The git filter-branch
command provides lots of filters so that you can change any or all part(s) of each commit, with variants that try to be extra-efficient. The slowest part of copying a modified commit is usually extracting all the old files, and then examining the result and making new files, and sometimes you can make a filter that works entirely within the "index", skipping the extract-and-examine steps. The principle is still the same though: check out the old commit in a temp directory; then modify it with filters; then make a new commit from the result.
Each new commit gets a new SHA-1 "true name".
If the new commit is exactly identical to the old commit—bit-for-bit identical—the new SHA-1 is the same as the old SHA-1. For filter-branch's purposes, this doesn't really matter: as it goes along copying commits, it updates a "map" file. The map file keeps pairs of values: old-SHA-1, new-SHA-1. Every time the script goes to copy a commit, it makes sure that the "parent" pointers look up the appropriate mapping, so that the new commits point to the new parents, while the old commits continue pointing to the old parents (as they must).
Eventually—this can take a very long time, which is why there are so many optimization flags—the filter-branch
will have applied the filter(s) to all the commit(s) you asked it to look at. At this point, the map file needs to be applied to the labels.

◆ Exercise instructions ◆
1 – In the git filter-branch text, swap "parents" for "ancestors" and write out the part starting at "Each new commit" and ending at "(as they must).".
2 – List the steps of the principle that the git filter-branch text says stays the same for every filter.
These records have nothing to do with the git filter-branch text.

Items from a data source:

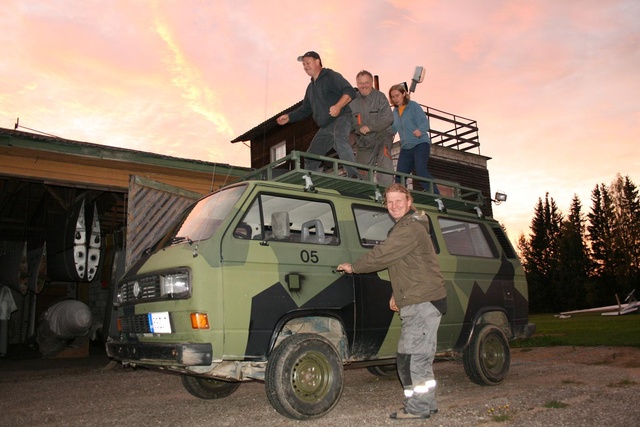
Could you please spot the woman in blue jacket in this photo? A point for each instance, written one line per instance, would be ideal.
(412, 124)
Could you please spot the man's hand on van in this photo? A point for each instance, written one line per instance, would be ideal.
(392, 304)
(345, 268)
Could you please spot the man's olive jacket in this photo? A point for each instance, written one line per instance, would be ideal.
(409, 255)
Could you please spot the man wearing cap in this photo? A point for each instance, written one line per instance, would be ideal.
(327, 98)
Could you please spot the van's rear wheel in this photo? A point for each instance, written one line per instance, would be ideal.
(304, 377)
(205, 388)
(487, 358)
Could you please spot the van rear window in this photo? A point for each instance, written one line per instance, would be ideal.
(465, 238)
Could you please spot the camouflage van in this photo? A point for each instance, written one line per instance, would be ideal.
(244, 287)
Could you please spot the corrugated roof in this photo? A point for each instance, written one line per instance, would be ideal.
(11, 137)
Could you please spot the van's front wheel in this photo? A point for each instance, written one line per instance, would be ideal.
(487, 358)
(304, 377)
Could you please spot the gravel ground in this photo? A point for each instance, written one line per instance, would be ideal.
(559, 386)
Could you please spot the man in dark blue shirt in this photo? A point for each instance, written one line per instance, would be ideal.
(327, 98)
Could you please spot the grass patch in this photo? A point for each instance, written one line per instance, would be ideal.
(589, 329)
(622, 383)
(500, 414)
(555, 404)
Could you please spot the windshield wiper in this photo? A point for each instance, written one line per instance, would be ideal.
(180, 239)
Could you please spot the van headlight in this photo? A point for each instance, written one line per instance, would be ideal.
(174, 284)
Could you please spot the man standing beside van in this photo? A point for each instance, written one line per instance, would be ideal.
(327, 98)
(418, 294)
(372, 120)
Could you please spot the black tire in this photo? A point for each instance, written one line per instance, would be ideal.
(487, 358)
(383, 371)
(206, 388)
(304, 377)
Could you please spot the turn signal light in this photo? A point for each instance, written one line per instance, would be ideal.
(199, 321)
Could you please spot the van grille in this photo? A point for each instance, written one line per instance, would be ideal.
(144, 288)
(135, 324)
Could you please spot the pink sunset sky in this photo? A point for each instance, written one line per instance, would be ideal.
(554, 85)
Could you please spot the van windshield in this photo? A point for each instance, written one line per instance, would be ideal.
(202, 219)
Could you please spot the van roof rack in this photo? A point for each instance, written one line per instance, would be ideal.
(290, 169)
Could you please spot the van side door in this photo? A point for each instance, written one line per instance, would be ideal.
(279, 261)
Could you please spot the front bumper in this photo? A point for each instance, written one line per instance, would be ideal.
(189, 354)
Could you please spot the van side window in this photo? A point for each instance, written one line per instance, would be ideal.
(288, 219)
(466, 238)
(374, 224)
* * *
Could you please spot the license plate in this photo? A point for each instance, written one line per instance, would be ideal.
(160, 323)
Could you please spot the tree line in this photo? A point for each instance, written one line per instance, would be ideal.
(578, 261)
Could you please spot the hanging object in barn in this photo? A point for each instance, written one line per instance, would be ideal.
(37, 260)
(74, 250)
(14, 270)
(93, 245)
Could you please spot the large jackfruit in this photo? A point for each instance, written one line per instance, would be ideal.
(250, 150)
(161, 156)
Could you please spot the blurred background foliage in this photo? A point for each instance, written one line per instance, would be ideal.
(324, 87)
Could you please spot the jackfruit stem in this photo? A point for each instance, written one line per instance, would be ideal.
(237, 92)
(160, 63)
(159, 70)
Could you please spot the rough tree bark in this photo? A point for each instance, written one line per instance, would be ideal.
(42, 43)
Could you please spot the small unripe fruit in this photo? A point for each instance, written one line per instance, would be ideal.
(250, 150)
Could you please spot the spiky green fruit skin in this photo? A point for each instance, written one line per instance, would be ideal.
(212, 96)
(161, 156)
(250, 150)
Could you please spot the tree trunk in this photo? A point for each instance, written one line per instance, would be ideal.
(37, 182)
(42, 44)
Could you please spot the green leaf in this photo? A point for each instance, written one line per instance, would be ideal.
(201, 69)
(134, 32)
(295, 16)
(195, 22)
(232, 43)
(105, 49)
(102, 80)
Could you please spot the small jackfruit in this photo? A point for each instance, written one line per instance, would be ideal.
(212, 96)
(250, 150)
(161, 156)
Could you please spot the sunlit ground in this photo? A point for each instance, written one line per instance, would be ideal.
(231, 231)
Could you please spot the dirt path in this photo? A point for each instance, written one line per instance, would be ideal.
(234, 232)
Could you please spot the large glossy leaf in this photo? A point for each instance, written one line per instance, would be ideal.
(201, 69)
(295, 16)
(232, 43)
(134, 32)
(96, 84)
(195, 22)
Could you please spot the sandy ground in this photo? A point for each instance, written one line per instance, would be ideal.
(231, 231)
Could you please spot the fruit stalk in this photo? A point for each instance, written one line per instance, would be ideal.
---
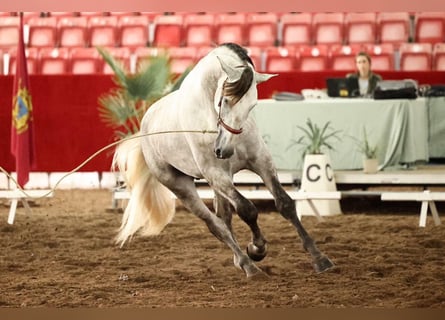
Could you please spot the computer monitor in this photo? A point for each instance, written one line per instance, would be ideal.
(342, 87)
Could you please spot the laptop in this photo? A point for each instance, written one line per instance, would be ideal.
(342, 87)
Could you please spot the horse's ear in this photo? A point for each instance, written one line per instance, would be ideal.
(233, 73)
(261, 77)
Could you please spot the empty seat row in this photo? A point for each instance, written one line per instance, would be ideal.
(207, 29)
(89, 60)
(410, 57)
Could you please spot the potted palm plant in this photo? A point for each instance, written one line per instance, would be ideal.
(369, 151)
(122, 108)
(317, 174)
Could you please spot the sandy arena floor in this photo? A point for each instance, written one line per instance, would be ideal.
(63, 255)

◆ Complete answers ◆
1 –
Each new commit gets a new SHA-1 "true name".
If the new commit is exactly identical to the old commit—bit-for-bit identical—the new SHA-1 is the same as the old SHA-1. For filter-branch's purposes, this doesn't really matter: as it goes along copying commits, it updates a "map" file. The map file keeps pairs of values: old-SHA-1, new-SHA-1. Every time the script goes to copy a commit, it makes sure that the "parent" pointers look up the appropriate mapping, so that the new commits point to the new ancestors, while the old commits continue pointing to the old ancestors (as they must).

2 –
- Check out the old commit in a temp directory
- Modify it with filters
- Make a new commit from the result